What to work on: Output every line of the entries below as a JSON list of strings, with one string per line and blank lines omitted.
**** Provided records ****
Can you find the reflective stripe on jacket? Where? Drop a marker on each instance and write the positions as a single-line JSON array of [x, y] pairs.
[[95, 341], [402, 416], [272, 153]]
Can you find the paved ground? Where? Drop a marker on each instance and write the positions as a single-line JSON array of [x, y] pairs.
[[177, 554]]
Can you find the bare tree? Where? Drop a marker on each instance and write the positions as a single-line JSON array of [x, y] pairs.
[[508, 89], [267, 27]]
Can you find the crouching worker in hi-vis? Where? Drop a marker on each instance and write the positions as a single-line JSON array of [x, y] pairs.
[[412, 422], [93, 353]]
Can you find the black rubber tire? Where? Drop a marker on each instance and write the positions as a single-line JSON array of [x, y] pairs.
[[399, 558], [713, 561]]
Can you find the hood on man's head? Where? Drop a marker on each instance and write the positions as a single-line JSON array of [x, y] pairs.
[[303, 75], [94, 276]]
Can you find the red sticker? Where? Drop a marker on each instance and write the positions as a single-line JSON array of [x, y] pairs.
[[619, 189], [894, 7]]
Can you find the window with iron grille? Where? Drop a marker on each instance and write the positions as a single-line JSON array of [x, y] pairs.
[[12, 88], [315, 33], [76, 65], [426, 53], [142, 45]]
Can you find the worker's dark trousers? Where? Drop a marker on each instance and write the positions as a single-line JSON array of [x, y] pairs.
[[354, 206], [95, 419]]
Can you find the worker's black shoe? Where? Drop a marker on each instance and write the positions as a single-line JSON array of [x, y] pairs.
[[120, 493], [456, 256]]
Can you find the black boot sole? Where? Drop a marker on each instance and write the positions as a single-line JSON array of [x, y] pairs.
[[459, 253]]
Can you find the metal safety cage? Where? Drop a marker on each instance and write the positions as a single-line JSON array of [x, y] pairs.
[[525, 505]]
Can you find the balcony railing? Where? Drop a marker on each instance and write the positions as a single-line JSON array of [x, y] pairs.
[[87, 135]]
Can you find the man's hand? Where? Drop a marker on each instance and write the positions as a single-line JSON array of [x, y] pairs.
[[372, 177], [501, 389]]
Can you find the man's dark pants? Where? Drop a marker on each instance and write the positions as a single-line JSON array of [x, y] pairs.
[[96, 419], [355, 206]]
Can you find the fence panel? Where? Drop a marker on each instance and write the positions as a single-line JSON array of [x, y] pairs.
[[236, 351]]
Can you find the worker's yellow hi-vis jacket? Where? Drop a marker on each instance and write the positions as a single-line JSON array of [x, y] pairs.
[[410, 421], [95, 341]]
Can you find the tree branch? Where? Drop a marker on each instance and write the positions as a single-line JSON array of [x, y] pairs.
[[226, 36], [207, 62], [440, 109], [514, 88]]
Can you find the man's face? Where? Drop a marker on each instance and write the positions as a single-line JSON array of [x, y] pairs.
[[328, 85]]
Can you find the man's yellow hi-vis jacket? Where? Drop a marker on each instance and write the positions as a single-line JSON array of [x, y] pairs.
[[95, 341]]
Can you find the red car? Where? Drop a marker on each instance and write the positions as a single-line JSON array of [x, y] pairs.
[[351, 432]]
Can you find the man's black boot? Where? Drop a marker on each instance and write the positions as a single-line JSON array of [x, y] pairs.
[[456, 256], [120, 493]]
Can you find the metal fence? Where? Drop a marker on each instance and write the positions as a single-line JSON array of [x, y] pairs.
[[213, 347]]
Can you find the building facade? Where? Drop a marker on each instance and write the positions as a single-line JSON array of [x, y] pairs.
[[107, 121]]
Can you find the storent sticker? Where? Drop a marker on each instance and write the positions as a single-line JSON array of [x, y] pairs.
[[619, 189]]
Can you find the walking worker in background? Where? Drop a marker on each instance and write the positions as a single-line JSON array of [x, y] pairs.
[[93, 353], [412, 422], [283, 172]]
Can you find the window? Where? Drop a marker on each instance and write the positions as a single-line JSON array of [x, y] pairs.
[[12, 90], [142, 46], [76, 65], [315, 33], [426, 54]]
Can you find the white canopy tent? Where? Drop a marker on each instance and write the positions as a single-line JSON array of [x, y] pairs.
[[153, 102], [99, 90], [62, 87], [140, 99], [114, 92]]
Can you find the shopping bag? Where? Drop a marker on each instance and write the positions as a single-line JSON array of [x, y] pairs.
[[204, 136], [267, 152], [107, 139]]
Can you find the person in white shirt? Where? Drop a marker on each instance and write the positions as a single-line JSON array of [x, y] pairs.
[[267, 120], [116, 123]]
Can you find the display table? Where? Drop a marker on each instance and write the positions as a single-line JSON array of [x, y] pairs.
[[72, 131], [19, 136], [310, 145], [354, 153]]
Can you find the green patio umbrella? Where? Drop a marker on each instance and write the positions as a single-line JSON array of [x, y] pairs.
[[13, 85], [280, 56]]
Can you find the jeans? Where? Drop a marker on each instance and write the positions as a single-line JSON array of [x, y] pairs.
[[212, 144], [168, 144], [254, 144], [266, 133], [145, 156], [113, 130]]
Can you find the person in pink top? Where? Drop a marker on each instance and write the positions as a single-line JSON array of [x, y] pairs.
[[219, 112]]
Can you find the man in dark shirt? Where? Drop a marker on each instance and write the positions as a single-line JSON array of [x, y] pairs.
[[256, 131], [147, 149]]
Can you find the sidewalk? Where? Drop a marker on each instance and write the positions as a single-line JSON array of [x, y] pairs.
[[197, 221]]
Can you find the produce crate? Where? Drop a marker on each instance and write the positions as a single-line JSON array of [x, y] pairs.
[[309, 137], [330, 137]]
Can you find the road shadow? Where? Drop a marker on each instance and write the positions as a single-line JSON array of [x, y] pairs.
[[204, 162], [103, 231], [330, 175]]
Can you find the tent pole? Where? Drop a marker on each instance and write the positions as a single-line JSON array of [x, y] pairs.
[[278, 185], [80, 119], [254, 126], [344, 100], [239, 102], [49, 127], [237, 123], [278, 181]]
****
The completed task:
[
  "Can you find the reflective stripe on jacket? Where? Drop a marker on each instance and write the positions as a single-line JSON array of [x, y] pairs.",
  "[[95, 341], [402, 416], [272, 153]]",
  "Can you find the paved ground? Where? Drop a marker on each instance and write the positions as a single-line JSON array of [x, y] pairs.",
  "[[177, 554]]",
  "Can you find the bare tree? Where? Drop a marker on each instance and write the positions as a single-line JSON array of [x, y] pairs.",
  "[[508, 89], [267, 27]]",
  "Can you find the crouching worker in hi-vis? Where? Drop a marker on each instance and write the positions as a single-line JSON array of [x, y] pairs.",
  "[[412, 422], [93, 353]]",
  "Can you find the black rubber tire? Where? Drop a marker on each instance and write the positions as a single-line JSON array of [x, y] pairs.",
  "[[399, 558], [713, 561]]",
  "Can you find the hood on man's head? Where? Drop a marker on each instance and write the positions as a single-line JSON array of [x, y] pairs.",
  "[[303, 75], [94, 276]]",
  "Can you find the red sticker? Where? Drop a marker on each instance and write the positions as a single-line JSON array of [x, y] pairs.",
  "[[619, 189], [894, 7]]",
  "Can you find the window with iron grille? Where? Drop a marker on each instance and write the positions as a single-line JSON array of [x, y] pairs.",
  "[[12, 88], [315, 33], [76, 65], [426, 53], [142, 45]]",
  "Can you find the worker's dark trousers? Where? Drop a marker on each instance and write the positions as a single-line JSON array of [x, y] pairs.",
  "[[354, 206], [95, 419]]",
  "Can you find the worker's black shoe? Where? Drop a marker on each instance and write the positions as a single-line JSON array of [x, y] pairs.",
  "[[120, 493], [456, 256]]",
  "Can you find the black boot sole? Where? Drop a marker on each instance and write the positions as a single-line JSON array of [x, y] pairs.",
  "[[459, 253]]",
  "Can you find the metal safety cage? Where? Drop a marker on each instance and write the positions as a single-line JSON array of [x, y] pairs.",
  "[[525, 505]]",
  "Can you find the balcony railing? Where? Drop a marker on each instance and write the positions as a single-line JSON array of [x, y] pairs.",
  "[[87, 135]]",
  "Can you find the man's hand? Where? Drop a marker on each instance and write the positions as a single-line JSON array of [x, y] pairs.",
  "[[372, 177], [501, 389]]",
  "Can you find the man's dark pants? Where? Drop a marker on each instance and write the positions as a single-line JSON array of [x, y] pairs.",
  "[[96, 419], [355, 206]]",
  "Can you find the fence panel? Where? Drop a marker on each instance and write the positions as a single-line JSON array of [x, y] pairs.",
  "[[236, 351]]",
  "Can you find the worker's yellow hi-vis jacket? Where? Drop a marker on each instance and write the positions as a single-line JSON array of [x, y] pairs.",
  "[[410, 421], [95, 341]]",
  "Can you find the tree branch? Where? Drop a marker on each instance and write the positions as a single-line JSON array of [x, y] pairs.",
  "[[226, 36], [207, 62], [440, 109], [514, 88]]",
  "Can you find the man's face? Where? Drop a marker on each instance and write the positions as a single-line JSON array of [x, y] pairs.",
  "[[328, 85]]",
  "Can you find the man's yellow hi-vis jacket? Where? Drop a marker on each instance and write the positions as a single-line JSON array of [x, y] pairs.",
  "[[95, 341]]",
  "Can you find the red car? Where? Drop a marker on each instance and write the positions as a single-line JSON array of [x, y] pairs.",
  "[[351, 432]]",
  "Can you find the man's black boot? Where? Drop a marker on each instance and write the positions as a single-line JSON array of [x, y] pairs.",
  "[[456, 256], [120, 493]]",
  "Can you find the metal fence? Where? Drop a marker on each instance and write the positions as a single-line JSON array of [x, y] pairs.",
  "[[213, 347]]",
  "Can you find the building facade? Where? Drop a marker on each instance and write the positions as a single-line JSON array of [x, y] pairs.",
  "[[107, 121]]",
  "Can you find the storent sticker? Where? Drop a marker on each instance and write the positions as a single-line JSON array of [x, y] pairs.",
  "[[619, 189]]",
  "Can you find the walking worker in background? Where? Drop a marker on each instance and write the positions as a single-line JSON array of [x, y] pairs.",
  "[[93, 353], [412, 422], [283, 172]]",
  "Can you find the window? Where? Drop a marker on each instance and write the positions as a single-line JSON array of [x, y] pairs.",
  "[[12, 90], [142, 46], [76, 65], [315, 33], [426, 54]]",
  "Can you find the white canopy tent? Where? Drop a marker on each instance and write the positions as a single-line JSON array of [x, y] pairs.",
  "[[153, 102], [99, 90], [62, 87], [140, 99], [114, 92]]",
  "Can you find the shopping bag? Where? Drop a marker on each instance and write the positions as a single-line JSON array of [x, y] pairs.",
  "[[204, 136], [267, 152], [107, 139]]",
  "Can you find the person in white shirt? Where? Drop a marker on each instance and write the positions as a single-line JSON array of [x, y] pairs.",
  "[[267, 120], [116, 123]]",
  "Can you find the display table? Where? Drop a marker on each instance and write the positions as a single-line JSON array of [x, y] pairs.",
  "[[72, 131], [19, 136], [310, 145], [354, 153]]",
  "Can you find the green patio umbrella? Where? Drop a marker on each instance and write the positions as a single-line JSON array of [x, y] pairs.",
  "[[13, 85], [280, 56]]",
  "Can you find the jeans? Where? Drop a marker on each instance and write the positions as a single-line JSON array of [x, y] pairs.",
  "[[212, 144], [168, 144], [254, 144], [266, 133], [145, 156], [113, 130]]",
  "Can you find the person in pink top? Where? Drop a marker on each instance and write the positions as a single-line JSON array of [x, y] pairs.",
  "[[219, 112]]",
  "Can you find the man in dark shirt? Where? Drop a marker on each instance and write the positions as a single-line JSON array of [x, y] pairs.",
  "[[256, 131], [147, 149]]",
  "Can you find the sidewalk? Where? Drop a marker on each instance and write the positions as a single-line JSON array of [x, y] pairs.",
  "[[197, 221]]",
  "Can you find the produce crate? Where? Drop a marker on each instance and write the positions as a single-line JSON array of [x, y] pairs.",
  "[[309, 137], [330, 137]]",
  "Can you find the road shadow? Where? Drop a marker on each instance and write the positions as a single-line JSON array of [x, y] pairs.",
  "[[204, 162], [103, 231], [330, 175]]",
  "Can you find the tent pole? Where? Drop a marker on each instance and write the positions as a single-line JSON array of [x, y] pairs.",
  "[[278, 185], [80, 119], [254, 126], [344, 100], [239, 102], [49, 127], [237, 123], [278, 181]]"
]